Task item:
Reproduce the portion of the forum discussion about website traffic tracking that runs between "I'm wondering how" and "lower traffic websites.", inclusive.

I don't get it. Who installs these tracking cookies so that this particular company has access to them? Can one company pick up cookies that an unrelated site has left behind?
And then you're saying that the key words are used to make assumptions about the audience of the site? That makes sense.
I'm wondering how sites like the one listed below work. It's a site where you enter in the link to a website, and it tells you about how many hits the site gets and the estimated demographics of the site's visitors. The page for my site is fairly accurate. "The site caters to a very slightly male biased group." Largest age group: 25-44 (which I think is accurate). Where is this site picking up this information from?
It is interesting that it examines lower traffic websites.
They have "a panel of several million people who anonymously share their web usage history." Basically the individuals' PCs have a program installed that collects a list of all of the websites visited (or just uses IE History) and sends it off to Quantcast. The company will also collect demographics (income, sex, race, etc) from those individuals. So they can then use that to create a profile of your visitors. It's a fairly common thing. Nielsen (the TV ratings people) is one of the big players in this space.
They say it is submitted anonymously (probably true). But I wonder if it is also voluntarily because they have several million people in the sample and that is a huge sample. Makes me wonder if they have partnered with ISPs or if their software is installed surreptitiously along with some other useful software.
Not sure how much weight I would put on it with respect to an escort or similar sites. People who are likely to visit those sites are unlikely to want to be monitored. I certainly don't.
Agreed, absolutely troubling, especially considering what Trygger mentioned above:
They have "a panel of several million people who anonymously share their web usage history." Basically the individuals' PCs have a program installed that collects a list of all of the websites visited (or just uses IE History) and sends it off to Quantcast.
That is interesting. They say that they get "publishers’ cooperation"- the "publisher" being the site owner or hosting company? What about the sites that don't give cooperation? Are statistics estimated based off the ones that do?
I've always wondered about Nielson ratings, too. How do they get that information?

Data to examine:
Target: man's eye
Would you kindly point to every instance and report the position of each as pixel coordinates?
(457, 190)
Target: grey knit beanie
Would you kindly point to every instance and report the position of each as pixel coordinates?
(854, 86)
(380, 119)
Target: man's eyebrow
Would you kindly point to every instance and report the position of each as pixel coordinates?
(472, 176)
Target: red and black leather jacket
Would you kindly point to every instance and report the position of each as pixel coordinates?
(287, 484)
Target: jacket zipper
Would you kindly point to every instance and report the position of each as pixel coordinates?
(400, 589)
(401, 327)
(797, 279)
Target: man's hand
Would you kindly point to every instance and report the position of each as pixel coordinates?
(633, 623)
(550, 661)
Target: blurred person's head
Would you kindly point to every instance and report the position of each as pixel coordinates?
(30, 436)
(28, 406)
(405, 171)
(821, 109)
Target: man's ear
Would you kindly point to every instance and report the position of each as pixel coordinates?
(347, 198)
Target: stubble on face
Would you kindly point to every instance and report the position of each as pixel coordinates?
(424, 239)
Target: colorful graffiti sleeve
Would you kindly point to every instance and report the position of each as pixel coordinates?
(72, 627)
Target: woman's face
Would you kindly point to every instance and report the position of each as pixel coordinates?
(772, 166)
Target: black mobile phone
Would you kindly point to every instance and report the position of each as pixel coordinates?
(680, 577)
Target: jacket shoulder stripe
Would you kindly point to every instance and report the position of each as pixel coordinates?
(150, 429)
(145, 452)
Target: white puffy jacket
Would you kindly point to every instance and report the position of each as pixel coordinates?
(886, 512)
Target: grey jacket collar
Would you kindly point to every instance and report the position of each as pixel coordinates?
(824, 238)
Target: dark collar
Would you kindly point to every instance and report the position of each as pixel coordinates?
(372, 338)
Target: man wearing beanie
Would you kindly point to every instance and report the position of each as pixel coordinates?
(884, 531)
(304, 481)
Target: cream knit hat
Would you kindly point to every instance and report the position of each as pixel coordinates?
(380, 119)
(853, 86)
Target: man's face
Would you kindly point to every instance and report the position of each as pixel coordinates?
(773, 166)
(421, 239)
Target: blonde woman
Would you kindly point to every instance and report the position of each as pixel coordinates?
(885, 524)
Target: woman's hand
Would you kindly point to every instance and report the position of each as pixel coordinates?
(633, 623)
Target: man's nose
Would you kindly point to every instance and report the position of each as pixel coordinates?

Answer to this exercise:
I'm wondering how sites like the one listed below work. It's a site where you enter in the link to a website, and it tells you about how many hits the site gets and the estimated demographics of the site's visitors. The page for my site is fairly accurate. "The site caters to a very slightly male biased group." Largest age group: 25-44 (which I think is accurate). Where is this site picking up this information from?
It is interesting that it examines lower traffic websites.